[begin RECORDS TO USE]

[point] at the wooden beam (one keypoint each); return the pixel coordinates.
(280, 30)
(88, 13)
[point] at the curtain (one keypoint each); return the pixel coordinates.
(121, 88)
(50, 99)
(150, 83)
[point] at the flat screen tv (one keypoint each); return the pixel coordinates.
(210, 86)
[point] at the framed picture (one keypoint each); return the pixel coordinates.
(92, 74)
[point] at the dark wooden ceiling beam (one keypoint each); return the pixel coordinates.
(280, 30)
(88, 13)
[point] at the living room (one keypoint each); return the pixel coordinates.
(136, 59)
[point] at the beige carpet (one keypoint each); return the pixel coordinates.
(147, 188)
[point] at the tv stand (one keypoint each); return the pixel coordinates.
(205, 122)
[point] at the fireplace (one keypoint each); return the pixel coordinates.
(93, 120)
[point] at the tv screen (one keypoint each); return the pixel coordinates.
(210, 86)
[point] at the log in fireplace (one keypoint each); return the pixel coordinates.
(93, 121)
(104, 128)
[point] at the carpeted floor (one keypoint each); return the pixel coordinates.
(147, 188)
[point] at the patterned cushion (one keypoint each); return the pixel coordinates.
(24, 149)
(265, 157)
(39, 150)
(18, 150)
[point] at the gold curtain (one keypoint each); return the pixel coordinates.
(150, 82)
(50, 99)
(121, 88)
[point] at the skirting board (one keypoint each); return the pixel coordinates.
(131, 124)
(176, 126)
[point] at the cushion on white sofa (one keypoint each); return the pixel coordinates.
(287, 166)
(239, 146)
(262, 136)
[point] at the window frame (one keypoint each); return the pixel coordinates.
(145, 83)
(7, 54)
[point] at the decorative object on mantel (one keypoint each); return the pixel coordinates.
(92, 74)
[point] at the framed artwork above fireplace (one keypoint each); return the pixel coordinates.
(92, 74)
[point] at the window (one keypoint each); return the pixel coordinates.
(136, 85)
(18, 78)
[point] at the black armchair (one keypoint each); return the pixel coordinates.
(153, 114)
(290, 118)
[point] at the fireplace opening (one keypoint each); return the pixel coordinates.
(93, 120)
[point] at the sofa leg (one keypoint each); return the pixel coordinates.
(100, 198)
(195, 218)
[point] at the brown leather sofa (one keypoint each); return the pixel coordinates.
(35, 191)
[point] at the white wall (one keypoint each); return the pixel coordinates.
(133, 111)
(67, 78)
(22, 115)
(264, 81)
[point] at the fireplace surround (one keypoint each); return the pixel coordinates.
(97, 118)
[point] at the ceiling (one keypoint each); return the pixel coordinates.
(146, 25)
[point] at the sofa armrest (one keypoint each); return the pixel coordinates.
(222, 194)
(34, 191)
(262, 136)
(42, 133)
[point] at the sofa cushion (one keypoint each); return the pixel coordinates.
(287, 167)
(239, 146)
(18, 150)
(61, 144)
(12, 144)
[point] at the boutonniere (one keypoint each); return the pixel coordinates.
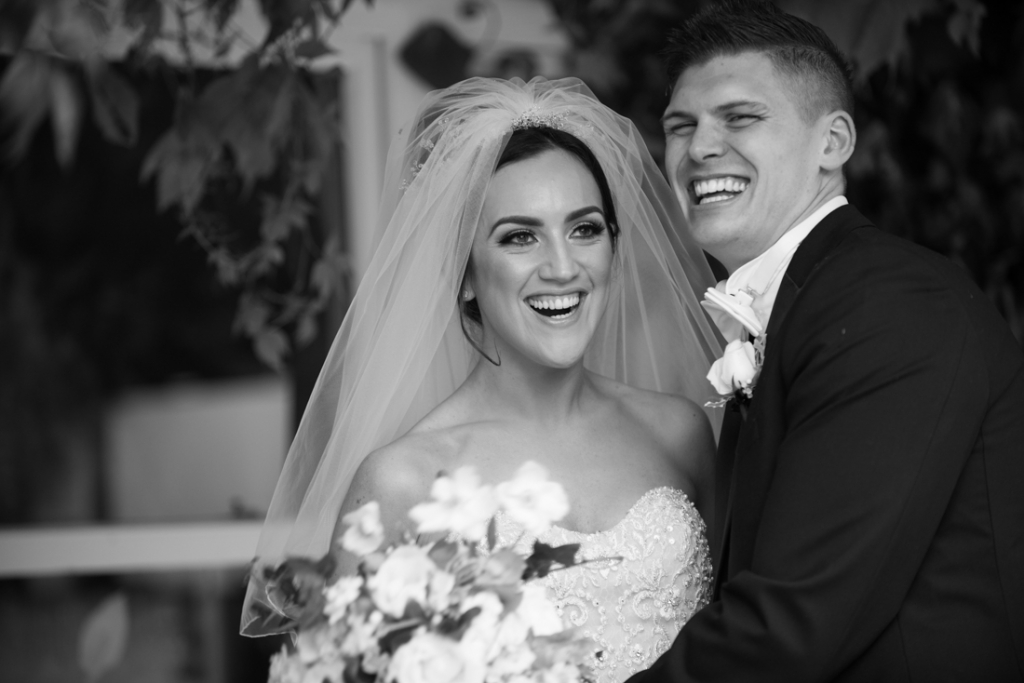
(736, 373)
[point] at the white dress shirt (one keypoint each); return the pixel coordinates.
(762, 276)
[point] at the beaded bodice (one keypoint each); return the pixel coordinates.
(632, 607)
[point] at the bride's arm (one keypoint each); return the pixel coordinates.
(397, 477)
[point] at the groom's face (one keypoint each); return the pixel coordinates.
(741, 155)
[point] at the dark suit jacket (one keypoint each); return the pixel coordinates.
(869, 518)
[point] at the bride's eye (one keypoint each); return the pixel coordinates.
(518, 239)
(588, 230)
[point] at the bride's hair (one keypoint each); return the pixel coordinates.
(526, 143)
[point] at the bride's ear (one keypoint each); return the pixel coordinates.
(839, 140)
(466, 292)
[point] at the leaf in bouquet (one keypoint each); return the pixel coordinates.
(541, 562)
(493, 534)
(353, 673)
(455, 627)
(295, 588)
(397, 636)
(504, 567)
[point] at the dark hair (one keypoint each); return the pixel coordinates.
(797, 48)
(529, 142)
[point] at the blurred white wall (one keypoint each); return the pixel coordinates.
(195, 451)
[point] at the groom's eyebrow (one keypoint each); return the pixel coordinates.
(721, 109)
(537, 222)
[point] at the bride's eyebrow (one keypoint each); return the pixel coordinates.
(537, 222)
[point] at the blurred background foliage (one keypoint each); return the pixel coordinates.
(233, 162)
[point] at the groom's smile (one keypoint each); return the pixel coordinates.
(740, 154)
(719, 188)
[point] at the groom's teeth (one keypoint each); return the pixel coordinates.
(730, 185)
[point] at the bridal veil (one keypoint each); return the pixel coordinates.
(400, 349)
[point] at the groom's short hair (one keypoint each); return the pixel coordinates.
(796, 47)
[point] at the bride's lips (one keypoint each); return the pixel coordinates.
(556, 307)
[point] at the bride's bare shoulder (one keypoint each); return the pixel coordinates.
(676, 420)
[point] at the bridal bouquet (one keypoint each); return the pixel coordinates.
(455, 610)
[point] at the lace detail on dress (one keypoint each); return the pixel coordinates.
(633, 608)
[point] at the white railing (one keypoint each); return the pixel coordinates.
(126, 549)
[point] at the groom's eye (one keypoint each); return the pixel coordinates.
(742, 119)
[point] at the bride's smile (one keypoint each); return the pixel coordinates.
(542, 259)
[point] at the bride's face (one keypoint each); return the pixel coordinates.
(542, 259)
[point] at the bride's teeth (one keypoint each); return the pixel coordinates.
(555, 303)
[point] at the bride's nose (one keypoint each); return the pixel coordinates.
(559, 263)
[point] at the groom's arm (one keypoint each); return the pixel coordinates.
(885, 391)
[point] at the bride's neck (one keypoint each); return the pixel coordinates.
(527, 390)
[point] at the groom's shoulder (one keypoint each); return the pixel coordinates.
(871, 259)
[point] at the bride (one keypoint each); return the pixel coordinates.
(529, 298)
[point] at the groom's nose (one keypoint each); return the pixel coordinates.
(707, 142)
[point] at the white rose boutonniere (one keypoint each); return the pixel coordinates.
(735, 374)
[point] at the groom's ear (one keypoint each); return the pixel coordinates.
(839, 140)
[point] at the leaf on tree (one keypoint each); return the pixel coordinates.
(144, 14)
(280, 217)
(871, 34)
(221, 10)
(115, 105)
(306, 329)
(78, 30)
(25, 99)
(271, 346)
(965, 25)
(103, 637)
(66, 115)
(312, 48)
(182, 159)
(284, 14)
(252, 315)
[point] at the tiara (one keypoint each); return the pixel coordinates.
(532, 118)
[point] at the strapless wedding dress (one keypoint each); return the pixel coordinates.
(633, 607)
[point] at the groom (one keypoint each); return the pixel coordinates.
(869, 512)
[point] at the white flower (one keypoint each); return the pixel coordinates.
(314, 645)
(737, 370)
(432, 658)
(561, 672)
(531, 500)
(361, 637)
(460, 505)
(538, 611)
(732, 312)
(340, 595)
(403, 575)
(365, 532)
(511, 662)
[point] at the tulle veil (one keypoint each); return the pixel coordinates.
(400, 349)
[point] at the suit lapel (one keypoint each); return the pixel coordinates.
(736, 437)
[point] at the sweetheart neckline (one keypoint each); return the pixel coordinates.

[end RECORDS TO USE]

#### TO BE DONE
Copy the rows from the line containing "[point] at the suit" through the end of the rows, switching "lapel" to "collar" and keeping everything else the same.

#### CORRECT RESPONSE
[point] at the suit collar (one keypoint each); return the pixel coordinates.
(736, 437)
[point] at the sweetheart neckline (one keypoint each); return the pixel coordinates.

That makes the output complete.